■ **Seitenauszug**:

▬▬▬▬▬▬▬▬▬▬

Helmut E. Lück ist emeritierter Professor für Psychologie mit den Schwerpunkten Sozialpsychologie und Geschichte der Psychologie. Er lehrte und forschte an den Universitäten Köln, Duisburg, Göttingen und Hagen (Fernuniversität).

Wilhelm Wundt
Experimentelle Psychologie und Völkerpsychologie – die Leipziger Schule


Wilhelm Wundt (1832–1920) wird in fast jedem Lehrbuch der Psychologie erwähnt, weil er bereits 1879 das erste Institut für Psychologie gründete, das Vorbild für viele ähnliche Institute in aller Welt wurde. Aber was war sein Interesse? Welche Psychologie wollte er als Philosoph mit medizinischer Ausbildung entwickeln?

Trotz der Bekanntheit Wundts ist seine Psychologie etwas undurchsichtig. Das liegt an seinen theoretischen Schriften, die vom Mainstream seiner Zeit abwichen, es liegt an seinem langen Wirken, in dem er dies und das geändert hat, und es liegt an seiner Streitbarkeit als Person. Es liegt aber auch an seinen Schülern, Biografen und Wissenschaftshistorikern, die seine Anliegen bis in die Gegenwart hinein unterschiedlich interpretiert haben. So gibt es auch heute noch eine lebendige Diskussion seiner Ansätze und seines Werkes.

▬▬▬▬▬▬▬▬▬▬

■ **Datensatzauszüge**:
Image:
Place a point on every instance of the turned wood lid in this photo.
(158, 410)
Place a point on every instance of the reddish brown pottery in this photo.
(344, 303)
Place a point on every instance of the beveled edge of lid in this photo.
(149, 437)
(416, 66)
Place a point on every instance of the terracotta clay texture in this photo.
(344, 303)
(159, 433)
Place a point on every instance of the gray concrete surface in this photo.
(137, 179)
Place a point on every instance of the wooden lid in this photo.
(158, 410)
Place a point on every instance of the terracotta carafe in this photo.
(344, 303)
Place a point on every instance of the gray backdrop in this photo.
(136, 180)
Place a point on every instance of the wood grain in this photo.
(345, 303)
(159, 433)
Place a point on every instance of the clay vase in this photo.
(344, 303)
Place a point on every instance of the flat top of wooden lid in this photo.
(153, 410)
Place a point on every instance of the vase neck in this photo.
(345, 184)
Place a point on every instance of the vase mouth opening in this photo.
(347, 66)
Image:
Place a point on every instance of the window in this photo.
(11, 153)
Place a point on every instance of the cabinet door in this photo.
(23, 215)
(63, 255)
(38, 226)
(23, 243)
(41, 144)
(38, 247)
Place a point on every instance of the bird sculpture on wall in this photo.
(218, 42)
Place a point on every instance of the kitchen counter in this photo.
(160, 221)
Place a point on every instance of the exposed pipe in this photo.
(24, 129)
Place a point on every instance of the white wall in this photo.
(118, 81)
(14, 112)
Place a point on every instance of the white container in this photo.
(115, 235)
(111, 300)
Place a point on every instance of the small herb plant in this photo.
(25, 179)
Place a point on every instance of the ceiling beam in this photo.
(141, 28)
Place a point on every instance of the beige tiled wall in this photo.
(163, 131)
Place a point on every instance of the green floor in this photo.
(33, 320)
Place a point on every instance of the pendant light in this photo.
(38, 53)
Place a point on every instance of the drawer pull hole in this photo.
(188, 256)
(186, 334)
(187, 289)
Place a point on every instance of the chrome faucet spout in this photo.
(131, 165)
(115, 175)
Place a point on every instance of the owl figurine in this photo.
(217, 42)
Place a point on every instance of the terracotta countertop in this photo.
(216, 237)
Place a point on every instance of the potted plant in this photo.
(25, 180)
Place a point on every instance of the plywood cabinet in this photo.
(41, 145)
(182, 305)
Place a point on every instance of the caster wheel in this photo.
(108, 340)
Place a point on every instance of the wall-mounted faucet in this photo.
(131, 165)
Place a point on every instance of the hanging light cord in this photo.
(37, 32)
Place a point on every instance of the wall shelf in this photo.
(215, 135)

▬▬▬▬▬▬▬▬▬▬

■ **Arbeitsanweisungen**:
• 1. Liste sämtliche Universitäten auf, an denen Helmut E. Lück laut dem Text über Wilhelm Wundt gelehrt und geforscht hat.
• 2. Schreibe den Text über Wilhelm Wundt im Anschluss an seinen letzten Satz weiter.
Das Material stammt aus einer anderen Quelle als der Text über Wilhelm Wundt.

■ **Ergebnisse**:
• 1. Köln, Duisburg, Göttingen, Hagen (Fernuniversität)

• 2.
Wilhelm Maximilian Wundt wurde im August 1832 in Neckarau (heute ein Stadtteil von Mannheim) als Sohn eines evangelischen Theologen geboren. Die Familie zog schon sehr bald nach Leutershausen am Odenwald, da sich im Gebiet der Neckarmündung Malaria ausgebreitet hatte. In Heidelsheim trat der Vater im Sommer 1836 die Pfarrstelle an. Vermutlich war es hier im Pfarrhaus, wo der kleine Wilhelm die Kellertreppe herabgestürzt ist, sein frühestes Kindheitserlebnis. Hochbetagt glaubte er, »noch heute die Stöße zu spüren«, mit denen er mit dem Kopf auf die Stufen schlug (Wundt, 1920, S. 1f.). Ob dieses Erlebnis weitere Folgen hatte, wissen wir nicht.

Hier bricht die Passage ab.